[Records of labeled points]
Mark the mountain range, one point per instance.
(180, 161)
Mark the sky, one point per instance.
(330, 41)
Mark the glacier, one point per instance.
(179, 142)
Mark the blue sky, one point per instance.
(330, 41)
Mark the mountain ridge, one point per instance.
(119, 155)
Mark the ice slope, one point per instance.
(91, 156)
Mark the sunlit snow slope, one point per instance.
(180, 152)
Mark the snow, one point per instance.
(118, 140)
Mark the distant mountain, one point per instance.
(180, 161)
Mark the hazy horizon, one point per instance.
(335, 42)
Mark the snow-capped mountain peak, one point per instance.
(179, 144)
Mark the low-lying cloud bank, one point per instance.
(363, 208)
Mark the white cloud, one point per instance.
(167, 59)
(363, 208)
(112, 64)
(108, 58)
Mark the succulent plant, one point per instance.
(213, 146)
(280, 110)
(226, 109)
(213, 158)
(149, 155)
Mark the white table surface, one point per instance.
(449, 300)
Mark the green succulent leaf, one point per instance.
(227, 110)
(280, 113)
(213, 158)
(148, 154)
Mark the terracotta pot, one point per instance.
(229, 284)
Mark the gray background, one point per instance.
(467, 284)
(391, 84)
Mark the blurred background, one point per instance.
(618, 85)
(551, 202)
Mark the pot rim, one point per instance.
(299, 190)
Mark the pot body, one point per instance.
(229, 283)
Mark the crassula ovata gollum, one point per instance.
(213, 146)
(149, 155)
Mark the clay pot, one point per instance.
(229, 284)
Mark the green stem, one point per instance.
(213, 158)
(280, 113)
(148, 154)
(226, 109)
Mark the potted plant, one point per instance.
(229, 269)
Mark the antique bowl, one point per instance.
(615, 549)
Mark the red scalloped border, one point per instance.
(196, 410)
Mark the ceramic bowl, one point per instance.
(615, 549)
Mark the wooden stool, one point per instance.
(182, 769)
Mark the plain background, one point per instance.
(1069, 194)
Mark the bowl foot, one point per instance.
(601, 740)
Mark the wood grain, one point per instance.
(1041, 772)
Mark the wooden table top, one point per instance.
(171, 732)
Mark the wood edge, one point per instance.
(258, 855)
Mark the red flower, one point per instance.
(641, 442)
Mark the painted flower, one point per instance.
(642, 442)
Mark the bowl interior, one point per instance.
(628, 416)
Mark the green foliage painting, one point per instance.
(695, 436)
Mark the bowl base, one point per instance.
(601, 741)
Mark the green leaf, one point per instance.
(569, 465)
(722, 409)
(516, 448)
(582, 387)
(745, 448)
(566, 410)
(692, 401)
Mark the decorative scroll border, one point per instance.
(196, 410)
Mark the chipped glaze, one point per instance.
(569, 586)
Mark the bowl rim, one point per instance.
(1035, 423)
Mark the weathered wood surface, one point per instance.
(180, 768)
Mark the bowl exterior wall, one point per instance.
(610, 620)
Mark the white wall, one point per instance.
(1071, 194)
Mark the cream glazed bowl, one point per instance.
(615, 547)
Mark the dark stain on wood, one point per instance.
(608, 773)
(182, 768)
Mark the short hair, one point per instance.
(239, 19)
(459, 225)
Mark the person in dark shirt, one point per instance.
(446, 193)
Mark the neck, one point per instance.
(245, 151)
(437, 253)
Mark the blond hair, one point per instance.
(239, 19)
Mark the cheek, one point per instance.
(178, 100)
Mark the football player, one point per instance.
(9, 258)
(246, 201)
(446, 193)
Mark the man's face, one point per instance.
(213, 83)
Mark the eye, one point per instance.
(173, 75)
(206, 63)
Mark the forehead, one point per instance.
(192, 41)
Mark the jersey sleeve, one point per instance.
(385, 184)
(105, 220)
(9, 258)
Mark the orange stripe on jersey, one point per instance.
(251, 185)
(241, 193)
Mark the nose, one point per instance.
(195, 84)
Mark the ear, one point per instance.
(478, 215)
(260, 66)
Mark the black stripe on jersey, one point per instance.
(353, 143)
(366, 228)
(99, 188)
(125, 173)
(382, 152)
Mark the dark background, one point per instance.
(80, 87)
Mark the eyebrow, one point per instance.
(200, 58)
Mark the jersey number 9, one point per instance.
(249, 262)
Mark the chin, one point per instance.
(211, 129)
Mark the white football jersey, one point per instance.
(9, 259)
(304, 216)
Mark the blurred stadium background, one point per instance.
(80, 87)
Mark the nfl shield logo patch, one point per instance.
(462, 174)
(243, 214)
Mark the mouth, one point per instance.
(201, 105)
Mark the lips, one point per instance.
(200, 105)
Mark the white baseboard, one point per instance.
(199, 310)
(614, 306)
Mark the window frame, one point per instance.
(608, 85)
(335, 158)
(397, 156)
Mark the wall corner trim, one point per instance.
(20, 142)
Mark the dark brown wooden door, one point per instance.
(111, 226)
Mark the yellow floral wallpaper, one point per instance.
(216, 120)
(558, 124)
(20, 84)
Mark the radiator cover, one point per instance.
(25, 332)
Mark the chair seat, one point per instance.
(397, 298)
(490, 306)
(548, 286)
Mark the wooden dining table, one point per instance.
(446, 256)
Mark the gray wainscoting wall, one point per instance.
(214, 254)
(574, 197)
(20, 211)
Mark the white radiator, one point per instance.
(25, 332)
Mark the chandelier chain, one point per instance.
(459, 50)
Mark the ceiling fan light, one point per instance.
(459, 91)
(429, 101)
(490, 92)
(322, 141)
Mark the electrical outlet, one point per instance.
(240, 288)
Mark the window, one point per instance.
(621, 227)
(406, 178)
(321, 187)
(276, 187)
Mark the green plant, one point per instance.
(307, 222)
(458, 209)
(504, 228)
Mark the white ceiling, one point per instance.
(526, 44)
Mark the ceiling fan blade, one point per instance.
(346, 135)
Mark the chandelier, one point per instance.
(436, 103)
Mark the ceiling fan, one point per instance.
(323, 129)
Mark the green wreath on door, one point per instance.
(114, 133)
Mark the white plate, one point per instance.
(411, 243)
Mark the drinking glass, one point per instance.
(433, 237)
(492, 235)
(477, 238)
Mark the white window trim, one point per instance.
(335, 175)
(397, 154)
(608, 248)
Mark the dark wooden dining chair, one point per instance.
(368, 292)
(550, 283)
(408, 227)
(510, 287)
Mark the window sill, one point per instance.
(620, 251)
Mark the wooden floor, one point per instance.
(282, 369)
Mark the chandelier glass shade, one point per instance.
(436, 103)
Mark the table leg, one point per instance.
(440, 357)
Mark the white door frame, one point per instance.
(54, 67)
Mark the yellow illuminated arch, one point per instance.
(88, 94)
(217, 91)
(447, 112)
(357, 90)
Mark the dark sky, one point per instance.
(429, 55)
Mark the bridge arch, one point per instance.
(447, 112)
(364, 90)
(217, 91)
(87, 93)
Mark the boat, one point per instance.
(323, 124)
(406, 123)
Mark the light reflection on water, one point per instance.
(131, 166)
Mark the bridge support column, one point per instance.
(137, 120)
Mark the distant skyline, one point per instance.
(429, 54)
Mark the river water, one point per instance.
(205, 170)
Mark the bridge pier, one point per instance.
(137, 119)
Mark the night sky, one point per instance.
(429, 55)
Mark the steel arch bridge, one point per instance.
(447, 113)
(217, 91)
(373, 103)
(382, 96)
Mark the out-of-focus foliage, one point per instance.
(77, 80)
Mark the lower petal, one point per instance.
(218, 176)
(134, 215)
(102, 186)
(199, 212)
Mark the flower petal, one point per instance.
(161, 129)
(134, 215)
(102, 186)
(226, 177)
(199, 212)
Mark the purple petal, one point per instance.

_TASK OBJECTIVE:_ Rewrite the records above, switching every "one point per instance" to "one point for each instance" and leaving everything else unchanged.

_FINAL RESULT:_
Mark the mountain range, one point for each instance.
(180, 161)
Mark the sky, one point for each instance.
(330, 41)
Mark the glacier, one point for each instance.
(179, 142)
Mark the blue sky, one point for each instance.
(330, 41)
Mark the mountain ridge, one point for each instance.
(119, 155)
Mark the ice slope, one point for each instance.
(91, 156)
Mark the sunlit snow slope, one point for each instance.
(180, 152)
Mark the snow, one point for each instance.
(118, 140)
Mark the distant mountain, one point for each instance.
(180, 161)
Mark the hazy horizon, one point for each instance.
(335, 42)
Mark the snow-capped mountain peak, one point for each instance.
(179, 144)
Mark the low-lying cloud bank, one point for each instance.
(363, 208)
Mark the white cloud, one point for each instance.
(167, 59)
(363, 208)
(112, 64)
(108, 58)
Mark the succulent plant, one point for each instance.
(213, 146)
(280, 110)
(226, 109)
(213, 158)
(149, 155)
Mark the white table surface, one point for each instance.
(449, 300)
Mark the green succulent leaf, one point for each instance.
(227, 110)
(280, 113)
(213, 158)
(148, 154)
Mark the terracotta pot, one point for each instance.
(229, 284)
Mark the gray background, one point for each instance.
(467, 284)
(391, 84)
Mark the blurred background, one point for each instance.
(618, 85)
(551, 202)
Mark the pot rim, one point for each instance.
(299, 190)
Mark the pot body, one point for each instance.
(229, 283)
Mark the crassula ovata gollum, one point for each instance.
(213, 146)
(149, 155)
Mark the clay pot, one point for each instance.
(229, 284)
Mark the green stem, one point for each instance.
(213, 158)
(280, 113)
(148, 154)
(226, 109)
Mark the potted plant, one point for each instance.
(229, 269)
Mark the antique bowl, one point for each instance.
(615, 549)
Mark the red scalloped border, one point for each instance.
(196, 410)
Mark the ceramic bowl, one point for each instance.
(615, 549)
Mark the wooden stool, one point for each instance.
(182, 769)
Mark the plain background, one point for each instance.
(1069, 194)
Mark the bowl foot, one point for each instance.
(601, 740)
Mark the wood grain, one point for each instance.
(1041, 772)
Mark the wooden table top, one point for each instance.
(171, 732)
Mark the wood edge, one point for each instance.
(258, 855)
Mark the red flower, one point for each instance.
(641, 442)
Mark the painted flower, one point for each instance.
(642, 442)
Mark the bowl interior, one point for each instance.
(628, 416)
Mark the green foliage painting, one point for each instance.
(695, 436)
Mark the bowl base, one point for each instance.
(601, 741)
Mark the green leaf, one point for each instance.
(569, 465)
(722, 409)
(516, 448)
(582, 387)
(745, 448)
(566, 410)
(692, 401)
Mark the decorative scroll border, one point for each instance.
(196, 410)
Mark the chipped glaze, one point for each instance.
(569, 586)
Mark the bowl rim, one point for each instance.
(1035, 423)
Mark the weathered wood surface, one point for each instance.
(180, 768)
Mark the bowl exterior wall, one point for each instance.
(610, 620)
Mark the white wall, one point for each instance.
(1071, 194)
Mark the cream glazed bowl, one point for each instance.
(615, 547)
Mark the dark stain on wood, one point for each instance.
(608, 773)
(182, 768)
Mark the short hair, one point for each instance.
(239, 19)
(459, 225)
Mark the person in dark shirt, one point for each instance.
(446, 193)
Mark the neck, one point for each instance.
(245, 151)
(437, 253)
Mark the blond hair, one point for each instance.
(239, 19)
Mark the cheek, one point for each instance.
(178, 100)
Mark the football player, one point for each instance.
(9, 258)
(246, 201)
(446, 193)
Mark the man's face, one point for each instance.
(213, 83)
Mark the eye, one point for each instance.
(173, 75)
(206, 63)
Mark the forehead, one point for each instance.
(192, 41)
Mark the jersey sleeve, one point for each instance.
(385, 184)
(105, 220)
(9, 258)
Mark the orange stripe on jersey, one point for each instance.
(251, 185)
(241, 193)
Mark the nose, one point for each instance.
(195, 84)
Mark the ear, one point for each instance.
(478, 215)
(260, 66)
Mark the black stripe on jersey, one point for each instance.
(353, 143)
(366, 228)
(99, 188)
(125, 173)
(382, 152)
Mark the dark background, one point for each instance.
(80, 87)
Mark the eyebrow, one point for each instance.
(200, 58)
Mark the jersey number 9, one point for each instance.
(249, 262)
Mark the chin, one point for each instance.
(211, 129)
Mark the white football jersey, one point for each instance.
(9, 259)
(304, 216)
Mark the blurred stadium background, one point for each instance.
(80, 87)
Mark the nfl shield logo patch, one point for each instance.
(462, 174)
(243, 214)
Mark the mouth, one point for each instance.
(201, 105)
Mark the lips, one point for each instance.
(200, 105)
Mark the white baseboard, one point for each instance.
(199, 310)
(614, 306)
Mark the window frame, one point for each instance.
(608, 85)
(335, 158)
(397, 156)
Mark the wall corner trim, one point for each instance.
(20, 142)
Mark the dark brown wooden door, one point for each instance.
(111, 226)
Mark the yellow floral wallpaper, one point for each instance.
(216, 120)
(558, 124)
(20, 84)
Mark the radiator cover, one point for each instance.
(25, 332)
Mark the chair seat, one point for each instance.
(397, 298)
(490, 306)
(548, 286)
Mark the wooden dining table, one point for each instance.
(446, 256)
Mark the gray wainscoting wall, one point for each instance.
(214, 254)
(574, 197)
(20, 211)
Mark the white radiator, one point for each instance.
(25, 332)
Mark the chandelier chain, one point for each instance.
(459, 50)
Mark the ceiling fan light, one point for each instance.
(459, 91)
(429, 101)
(490, 92)
(322, 141)
Mark the electrical outlet, one point for each instance.
(240, 288)
Mark the window, one point for each instance.
(621, 227)
(406, 178)
(321, 187)
(276, 187)
Mark the green plant, one point for each instance.
(307, 222)
(458, 209)
(504, 228)
Mark the white ceiling, one point for each instance.
(526, 44)
Mark the ceiling fan blade, one point for each instance.
(346, 135)
Mark the chandelier, one point for each instance.
(436, 103)
Mark the ceiling fan, one point for each instance.
(323, 129)
Mark the green wreath on door, one point for each instance.
(114, 133)
Mark the white plate, one point for each instance.
(411, 243)
Mark the drinking glass, one point for each instance.
(433, 237)
(492, 235)
(477, 238)
Mark the white window trim, one point for each instance.
(335, 175)
(397, 154)
(608, 248)
Mark the dark wooden dining chair, one point for each instance.
(368, 292)
(550, 283)
(408, 227)
(510, 287)
Mark the window sill, one point for each instance.
(620, 251)
Mark the wooden floor, one point for each instance.
(282, 369)
Mark the chandelier glass shade, one point for each instance.
(436, 103)
Mark the table leg, one point for each instance.
(440, 357)
Mark the white door frame, one point for each instance.
(54, 67)
Mark the yellow illuminated arch, one point for each instance.
(88, 94)
(217, 91)
(447, 112)
(357, 90)
Mark the dark sky, one point for each instance.
(429, 55)
Mark the bridge arch, one point for each instance.
(447, 112)
(364, 90)
(217, 91)
(87, 93)
Mark the boat, one point for each instance.
(323, 124)
(406, 123)
Mark the light reflection on water, one point for each instance.
(131, 166)
Mark the bridge support column, one point for each instance.
(137, 120)
Mark the distant skyline, one point for each instance.
(429, 54)
Mark the river water, one point for each instance.
(205, 170)
Mark the bridge pier, one point for each instance.
(137, 119)
Mark the night sky, one point for each instance.
(429, 55)
Mark the steel arch bridge, one point for each instance.
(447, 113)
(217, 91)
(373, 103)
(382, 96)
Mark the out-of-focus foliage, one point for each instance.
(77, 80)
Mark the lower petal, one point for each instance.
(218, 176)
(134, 215)
(102, 186)
(199, 212)
Mark the flower petal, one point for each instance.
(161, 129)
(134, 215)
(102, 186)
(226, 177)
(199, 212)
Mark the purple petal, one point for each instance.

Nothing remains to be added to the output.